It is a funny old world.

A Lesson in History

The Conservative Party Shadow Education Secretary Tim Collins recently called for compulsory history lessons for children upto the age of 16.

This blog agrees. Unless childeren are taught history they will never know what the Tory party was.

Many teachers may not want however to include ancient history, arguing that it has no relevance to childern's lives today !

Businesses Reject The Constitution

The UK business community remains concerned about the effects of the EU Constitution if it were to be ratified by the British people in a referendum expected to be held next year.

Alan Jones the Press Association (PA) Industrial Correspondent reports on the Scotsman web site yesterday that Business Chiefs are still sceptical over the EU constitution.
Most business leaders remain sceptical about the EU Constitution with fewer than one in three prepared to sign up, a new report published yesterday confirmed. The Institute of Directors said a survey of 1,000 of its members revealed that only 25% knew how they would be voting.Director general Miles Templeman said: "The Government faces a major challenge if it is to convince businesses they would be better off with an EU Constitution."

TASK TO COMPLETE >> Can you extend the political blog post, starting right after Miles Templeman's quoted remark? The listing comes from a different source than the political blog post.

RECORDED DATA >>
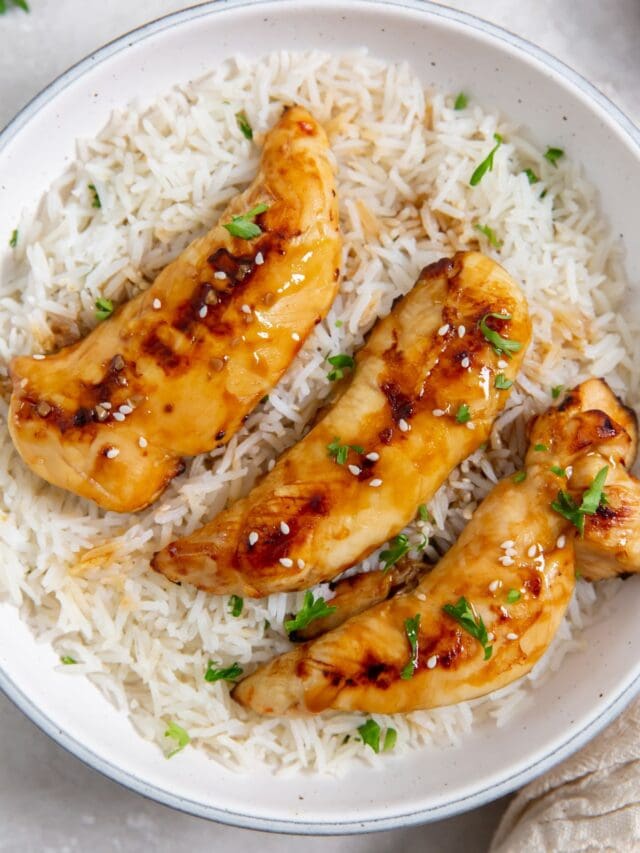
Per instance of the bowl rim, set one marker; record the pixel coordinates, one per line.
(240, 819)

THE OUTPUT >>
The PA does not report that the country's largest business organisation The Federation of Small Businesses (185.000 members) at its annual conference last year voted by over 80 per cent not recommend ratification of the Constitutional Treaty. Last Autumn the Federation's ruling body agreed, with only two abstentions, to adopt as policy rejection of the EU Constitution. Red tape from Brussels appeared to be a major reason for business scepticism, with almost nine out of 10 of those surveyed expecting regulation to increase under the new Constitution.

What businesses leaders are increasingly being made aware of is that rather than reducing the current burden of detailed regulations and directives emanating from Brussels this burden is likely to increase with the wider powers that could be granted to the EU Commission under the constitution treaty.

As any business practitioner will confirm it is not only the number of regulations that is the problem but the difficulty of amending such regulations when circumstances change. There is no point in lobbying MEPs - they can ask the EU Commission for permission to introduce new or amending legislation but the EU Parliament (really no more than an assembly) can not act through its own initiative. One might just as well 'ask the man in the moon'.

The Cabinet Office based Better Regulation Task Force made much of its 'success' in proposing in the original draft of the constitution (article 1-35) that a 'sunset clause' which would enable regulations to laps after a certain period of time and only be expended after reconsideration. Good news indeed.

However, the 'Sunset clause' was removed from the draft and does not appear in the final Treaty agreed by Mr Blair on 29 October 05. The reason for the removal was on the grounds that the clause ' would be a source of uncertainty and a problem for legal security.'

No wonder British businesses have concern about the centralising approach of the EU Constitution and the obvious likelihood of no let up in the regulatory burden.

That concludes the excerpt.